- [MATERIALS PROVIDED]
- - -

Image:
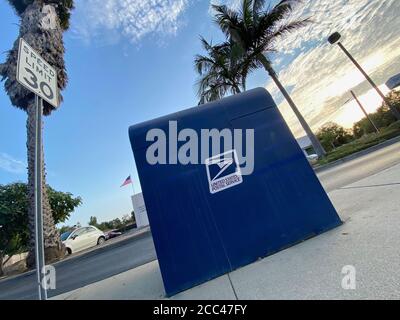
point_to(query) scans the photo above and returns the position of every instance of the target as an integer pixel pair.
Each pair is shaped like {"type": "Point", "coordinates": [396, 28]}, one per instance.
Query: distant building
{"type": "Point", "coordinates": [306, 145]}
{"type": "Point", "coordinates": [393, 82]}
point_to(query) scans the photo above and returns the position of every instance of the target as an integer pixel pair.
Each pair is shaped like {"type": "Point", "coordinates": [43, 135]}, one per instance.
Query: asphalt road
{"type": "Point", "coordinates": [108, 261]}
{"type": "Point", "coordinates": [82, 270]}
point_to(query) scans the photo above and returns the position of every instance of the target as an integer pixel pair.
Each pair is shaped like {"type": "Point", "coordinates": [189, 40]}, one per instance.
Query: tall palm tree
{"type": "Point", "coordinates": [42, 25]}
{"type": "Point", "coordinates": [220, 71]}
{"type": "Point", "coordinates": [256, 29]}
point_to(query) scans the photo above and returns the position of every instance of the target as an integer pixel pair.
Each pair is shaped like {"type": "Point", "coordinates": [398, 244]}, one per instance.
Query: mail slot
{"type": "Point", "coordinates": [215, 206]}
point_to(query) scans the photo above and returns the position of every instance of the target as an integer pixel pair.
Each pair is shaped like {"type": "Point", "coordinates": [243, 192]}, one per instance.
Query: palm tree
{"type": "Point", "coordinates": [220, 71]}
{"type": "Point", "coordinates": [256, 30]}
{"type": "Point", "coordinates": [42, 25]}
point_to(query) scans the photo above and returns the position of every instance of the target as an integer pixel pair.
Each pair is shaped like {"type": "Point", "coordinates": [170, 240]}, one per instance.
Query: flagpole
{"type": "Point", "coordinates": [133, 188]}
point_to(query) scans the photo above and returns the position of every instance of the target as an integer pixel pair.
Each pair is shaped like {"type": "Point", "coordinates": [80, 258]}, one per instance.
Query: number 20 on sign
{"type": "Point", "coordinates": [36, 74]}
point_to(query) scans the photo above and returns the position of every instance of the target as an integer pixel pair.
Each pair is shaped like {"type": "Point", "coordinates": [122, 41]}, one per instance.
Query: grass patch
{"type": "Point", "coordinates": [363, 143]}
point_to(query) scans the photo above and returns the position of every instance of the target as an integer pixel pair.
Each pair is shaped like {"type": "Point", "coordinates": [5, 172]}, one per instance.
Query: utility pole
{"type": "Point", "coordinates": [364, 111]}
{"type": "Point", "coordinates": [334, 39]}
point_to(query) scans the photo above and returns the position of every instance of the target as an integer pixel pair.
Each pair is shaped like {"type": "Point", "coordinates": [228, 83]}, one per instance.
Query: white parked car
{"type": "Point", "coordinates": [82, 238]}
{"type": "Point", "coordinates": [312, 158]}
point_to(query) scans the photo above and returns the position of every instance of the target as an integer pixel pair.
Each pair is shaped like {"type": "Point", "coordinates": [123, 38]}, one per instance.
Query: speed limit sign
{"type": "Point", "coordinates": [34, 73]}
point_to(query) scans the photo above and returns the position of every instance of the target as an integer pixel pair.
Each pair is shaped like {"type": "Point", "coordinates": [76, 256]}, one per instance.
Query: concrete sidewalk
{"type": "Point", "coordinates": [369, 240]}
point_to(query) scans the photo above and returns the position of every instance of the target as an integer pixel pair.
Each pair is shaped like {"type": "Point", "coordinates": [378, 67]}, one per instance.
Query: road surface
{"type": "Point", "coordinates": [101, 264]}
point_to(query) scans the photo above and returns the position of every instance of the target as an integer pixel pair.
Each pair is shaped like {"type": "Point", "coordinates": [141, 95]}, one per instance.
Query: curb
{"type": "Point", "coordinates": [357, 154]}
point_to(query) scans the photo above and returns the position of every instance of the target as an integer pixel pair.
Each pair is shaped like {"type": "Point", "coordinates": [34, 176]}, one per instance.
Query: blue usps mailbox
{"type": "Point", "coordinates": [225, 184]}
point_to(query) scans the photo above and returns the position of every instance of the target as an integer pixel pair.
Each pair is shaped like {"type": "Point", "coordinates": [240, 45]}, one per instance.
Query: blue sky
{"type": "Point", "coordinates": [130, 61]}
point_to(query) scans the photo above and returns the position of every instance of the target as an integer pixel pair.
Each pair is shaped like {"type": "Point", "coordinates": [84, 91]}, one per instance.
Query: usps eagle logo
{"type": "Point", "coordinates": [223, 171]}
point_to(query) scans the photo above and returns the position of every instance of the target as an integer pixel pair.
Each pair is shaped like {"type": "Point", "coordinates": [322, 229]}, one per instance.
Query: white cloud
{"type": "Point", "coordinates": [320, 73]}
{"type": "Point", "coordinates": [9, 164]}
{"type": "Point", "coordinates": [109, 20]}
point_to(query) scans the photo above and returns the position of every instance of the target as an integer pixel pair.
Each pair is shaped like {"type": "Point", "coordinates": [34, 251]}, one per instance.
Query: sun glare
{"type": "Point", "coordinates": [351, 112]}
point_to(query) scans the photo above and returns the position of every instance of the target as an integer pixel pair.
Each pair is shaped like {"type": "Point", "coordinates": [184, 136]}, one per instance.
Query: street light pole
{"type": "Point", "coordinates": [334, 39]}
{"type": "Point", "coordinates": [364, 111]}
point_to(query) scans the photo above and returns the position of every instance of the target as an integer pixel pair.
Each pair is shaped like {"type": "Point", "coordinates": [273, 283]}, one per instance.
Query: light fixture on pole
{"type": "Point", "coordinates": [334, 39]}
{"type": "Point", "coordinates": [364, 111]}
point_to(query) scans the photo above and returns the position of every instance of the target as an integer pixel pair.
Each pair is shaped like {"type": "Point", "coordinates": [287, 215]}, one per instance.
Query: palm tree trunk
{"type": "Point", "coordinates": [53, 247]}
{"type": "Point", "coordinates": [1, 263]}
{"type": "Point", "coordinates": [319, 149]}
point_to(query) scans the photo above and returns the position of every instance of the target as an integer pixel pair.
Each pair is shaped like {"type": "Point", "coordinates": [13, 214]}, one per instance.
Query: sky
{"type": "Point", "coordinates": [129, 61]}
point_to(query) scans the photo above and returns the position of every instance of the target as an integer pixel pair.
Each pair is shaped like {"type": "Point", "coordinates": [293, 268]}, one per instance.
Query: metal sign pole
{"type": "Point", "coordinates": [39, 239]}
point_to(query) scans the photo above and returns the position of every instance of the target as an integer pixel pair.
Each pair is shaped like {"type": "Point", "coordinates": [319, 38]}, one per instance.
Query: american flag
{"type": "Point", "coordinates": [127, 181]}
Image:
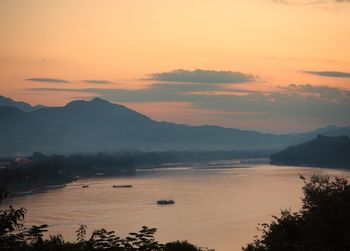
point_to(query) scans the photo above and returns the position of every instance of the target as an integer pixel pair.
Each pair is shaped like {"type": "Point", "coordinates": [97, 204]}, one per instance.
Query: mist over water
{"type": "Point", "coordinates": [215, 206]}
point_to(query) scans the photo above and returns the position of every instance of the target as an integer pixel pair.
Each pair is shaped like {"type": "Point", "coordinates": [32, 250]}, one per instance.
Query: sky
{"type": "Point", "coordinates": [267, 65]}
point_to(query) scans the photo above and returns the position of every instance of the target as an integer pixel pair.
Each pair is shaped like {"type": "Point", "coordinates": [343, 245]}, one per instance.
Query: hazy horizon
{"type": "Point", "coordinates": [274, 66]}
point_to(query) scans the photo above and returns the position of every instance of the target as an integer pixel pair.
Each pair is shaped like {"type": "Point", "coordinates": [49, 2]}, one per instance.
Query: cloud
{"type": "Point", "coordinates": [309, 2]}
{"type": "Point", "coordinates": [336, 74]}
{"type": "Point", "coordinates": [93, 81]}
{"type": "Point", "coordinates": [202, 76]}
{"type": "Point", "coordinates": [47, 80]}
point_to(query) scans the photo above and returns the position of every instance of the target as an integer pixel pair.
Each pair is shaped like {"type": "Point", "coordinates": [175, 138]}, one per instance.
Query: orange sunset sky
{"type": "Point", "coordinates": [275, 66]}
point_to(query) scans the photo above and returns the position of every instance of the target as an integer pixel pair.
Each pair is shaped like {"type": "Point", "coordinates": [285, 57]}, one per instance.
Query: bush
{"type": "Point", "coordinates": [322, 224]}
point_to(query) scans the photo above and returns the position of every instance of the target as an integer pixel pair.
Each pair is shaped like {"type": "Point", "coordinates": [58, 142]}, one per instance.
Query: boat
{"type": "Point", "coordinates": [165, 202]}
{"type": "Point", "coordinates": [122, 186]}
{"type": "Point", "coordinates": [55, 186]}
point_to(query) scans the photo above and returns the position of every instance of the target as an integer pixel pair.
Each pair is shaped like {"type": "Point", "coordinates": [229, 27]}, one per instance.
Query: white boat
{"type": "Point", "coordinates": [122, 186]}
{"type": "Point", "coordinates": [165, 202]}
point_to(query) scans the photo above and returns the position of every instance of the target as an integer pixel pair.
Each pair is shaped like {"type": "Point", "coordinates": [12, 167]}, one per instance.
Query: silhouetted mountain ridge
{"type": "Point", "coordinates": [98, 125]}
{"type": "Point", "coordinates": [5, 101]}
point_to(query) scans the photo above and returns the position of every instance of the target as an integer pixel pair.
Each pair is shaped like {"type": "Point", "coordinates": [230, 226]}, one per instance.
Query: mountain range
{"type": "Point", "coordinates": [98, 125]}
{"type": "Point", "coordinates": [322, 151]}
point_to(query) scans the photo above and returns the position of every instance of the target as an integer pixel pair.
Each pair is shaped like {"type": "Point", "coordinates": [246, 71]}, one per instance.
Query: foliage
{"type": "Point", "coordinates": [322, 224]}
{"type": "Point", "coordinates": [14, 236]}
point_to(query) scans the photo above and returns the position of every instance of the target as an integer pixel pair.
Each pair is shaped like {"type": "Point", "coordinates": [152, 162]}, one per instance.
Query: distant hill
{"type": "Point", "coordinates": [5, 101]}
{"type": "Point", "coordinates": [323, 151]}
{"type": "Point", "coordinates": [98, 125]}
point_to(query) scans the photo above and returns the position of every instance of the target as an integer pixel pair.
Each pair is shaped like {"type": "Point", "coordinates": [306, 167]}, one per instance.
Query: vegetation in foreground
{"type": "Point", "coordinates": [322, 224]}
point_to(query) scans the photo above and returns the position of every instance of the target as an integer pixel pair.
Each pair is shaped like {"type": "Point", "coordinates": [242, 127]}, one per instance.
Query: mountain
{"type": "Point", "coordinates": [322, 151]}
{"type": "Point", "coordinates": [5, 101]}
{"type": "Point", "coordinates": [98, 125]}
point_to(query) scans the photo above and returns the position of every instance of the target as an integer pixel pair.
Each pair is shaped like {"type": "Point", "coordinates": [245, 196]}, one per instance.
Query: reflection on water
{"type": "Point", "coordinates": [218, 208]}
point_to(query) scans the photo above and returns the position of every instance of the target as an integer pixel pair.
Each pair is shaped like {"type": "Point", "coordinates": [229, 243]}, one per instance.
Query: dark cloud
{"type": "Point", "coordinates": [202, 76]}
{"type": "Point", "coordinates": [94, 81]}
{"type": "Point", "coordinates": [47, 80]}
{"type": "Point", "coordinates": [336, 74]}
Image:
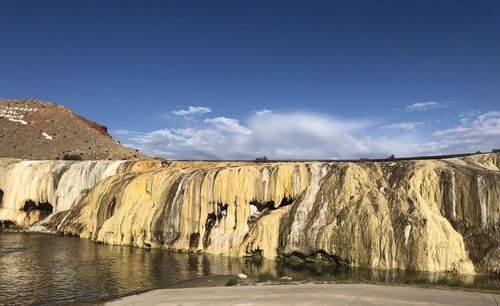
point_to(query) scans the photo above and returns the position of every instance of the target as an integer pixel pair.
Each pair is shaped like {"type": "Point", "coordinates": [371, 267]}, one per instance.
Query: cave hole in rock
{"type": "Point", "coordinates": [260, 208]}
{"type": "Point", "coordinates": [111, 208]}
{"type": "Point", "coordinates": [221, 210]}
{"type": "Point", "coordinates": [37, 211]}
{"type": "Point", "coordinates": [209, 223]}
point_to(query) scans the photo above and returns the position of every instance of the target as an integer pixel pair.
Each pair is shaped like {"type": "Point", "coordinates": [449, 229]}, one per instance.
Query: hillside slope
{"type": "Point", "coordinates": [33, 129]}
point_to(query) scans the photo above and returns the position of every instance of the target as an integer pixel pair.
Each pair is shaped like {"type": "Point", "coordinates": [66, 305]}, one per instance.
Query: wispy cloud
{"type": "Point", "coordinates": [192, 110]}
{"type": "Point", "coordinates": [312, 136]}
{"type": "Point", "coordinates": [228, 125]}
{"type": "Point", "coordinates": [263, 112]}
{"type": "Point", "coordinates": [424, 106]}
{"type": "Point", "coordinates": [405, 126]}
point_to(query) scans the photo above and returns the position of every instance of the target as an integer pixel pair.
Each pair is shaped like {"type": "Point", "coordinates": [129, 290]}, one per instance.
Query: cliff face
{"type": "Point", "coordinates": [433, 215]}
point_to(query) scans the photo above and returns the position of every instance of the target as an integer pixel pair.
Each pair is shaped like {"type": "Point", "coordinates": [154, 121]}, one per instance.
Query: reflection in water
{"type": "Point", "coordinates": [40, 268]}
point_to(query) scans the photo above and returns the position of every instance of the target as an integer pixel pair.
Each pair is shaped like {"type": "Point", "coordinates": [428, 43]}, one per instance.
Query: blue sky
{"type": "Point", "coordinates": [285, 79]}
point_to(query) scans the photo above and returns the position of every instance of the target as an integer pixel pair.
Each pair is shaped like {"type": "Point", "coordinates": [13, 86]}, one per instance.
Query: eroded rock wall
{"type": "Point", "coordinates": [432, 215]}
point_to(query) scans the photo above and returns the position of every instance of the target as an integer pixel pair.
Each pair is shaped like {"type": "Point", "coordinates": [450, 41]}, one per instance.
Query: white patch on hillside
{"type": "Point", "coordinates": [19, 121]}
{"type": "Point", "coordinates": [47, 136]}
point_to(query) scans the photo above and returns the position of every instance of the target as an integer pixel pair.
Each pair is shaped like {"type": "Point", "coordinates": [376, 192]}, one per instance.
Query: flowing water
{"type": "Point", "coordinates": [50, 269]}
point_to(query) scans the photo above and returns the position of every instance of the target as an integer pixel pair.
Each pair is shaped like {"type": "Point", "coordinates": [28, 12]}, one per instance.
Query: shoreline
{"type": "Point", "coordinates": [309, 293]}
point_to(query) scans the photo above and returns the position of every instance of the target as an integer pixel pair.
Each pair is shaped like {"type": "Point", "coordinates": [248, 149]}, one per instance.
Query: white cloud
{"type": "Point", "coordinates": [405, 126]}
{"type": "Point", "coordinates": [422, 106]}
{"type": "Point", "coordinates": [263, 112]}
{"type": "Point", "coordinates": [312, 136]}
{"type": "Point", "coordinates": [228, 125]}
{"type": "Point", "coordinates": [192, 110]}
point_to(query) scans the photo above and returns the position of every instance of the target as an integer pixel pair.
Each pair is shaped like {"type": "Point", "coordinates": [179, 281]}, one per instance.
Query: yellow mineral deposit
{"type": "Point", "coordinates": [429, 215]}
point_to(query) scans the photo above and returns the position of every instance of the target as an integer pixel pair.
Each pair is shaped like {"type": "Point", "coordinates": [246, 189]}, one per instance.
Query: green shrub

- - -

- [EXERCISE REQUIREMENTS] Count the lines in the rows above that contain the string "cloud", treating uppercase and lowercase as different. Reply with the number alone.

- [OUTPUT FOR THIS EXERCISE] 5